Reproduce the data below, substituting "coarse mask" for every occurrence of "rough mask" and leaving all other text unchanged. Omit the pictures from your output.

-- GIVEN DATA follows --

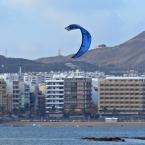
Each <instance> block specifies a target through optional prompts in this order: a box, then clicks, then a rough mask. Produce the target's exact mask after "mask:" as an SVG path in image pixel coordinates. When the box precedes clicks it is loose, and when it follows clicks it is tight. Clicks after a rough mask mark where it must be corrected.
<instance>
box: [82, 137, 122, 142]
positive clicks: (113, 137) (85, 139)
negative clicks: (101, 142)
mask: <svg viewBox="0 0 145 145" xmlns="http://www.w3.org/2000/svg"><path fill="white" fill-rule="evenodd" d="M82 139H84V140H90V141H115V142H118V141H120V142H125V139H123V138H120V137H83V138H82Z"/></svg>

-- GIVEN DATA concluded --

* _THE COMPLETED TASK_
Each <instance> block specifies a target through optional prompts in this order: a box, then clicks, then a coarse mask. Produce the target's exact mask after "mask:" as an SVG path in image pixel coordinates. When the box precedes clicks it is loose, and when it follows clicks it is tight. Clicks after a coarse mask mark where it must be corrected.
<instance>
box: [82, 137, 122, 142]
positive clicks: (113, 137) (85, 139)
negative clicks: (101, 142)
mask: <svg viewBox="0 0 145 145" xmlns="http://www.w3.org/2000/svg"><path fill="white" fill-rule="evenodd" d="M82 139H84V140H90V141H115V142H118V141H120V142H125V139H123V138H120V137H83V138H82Z"/></svg>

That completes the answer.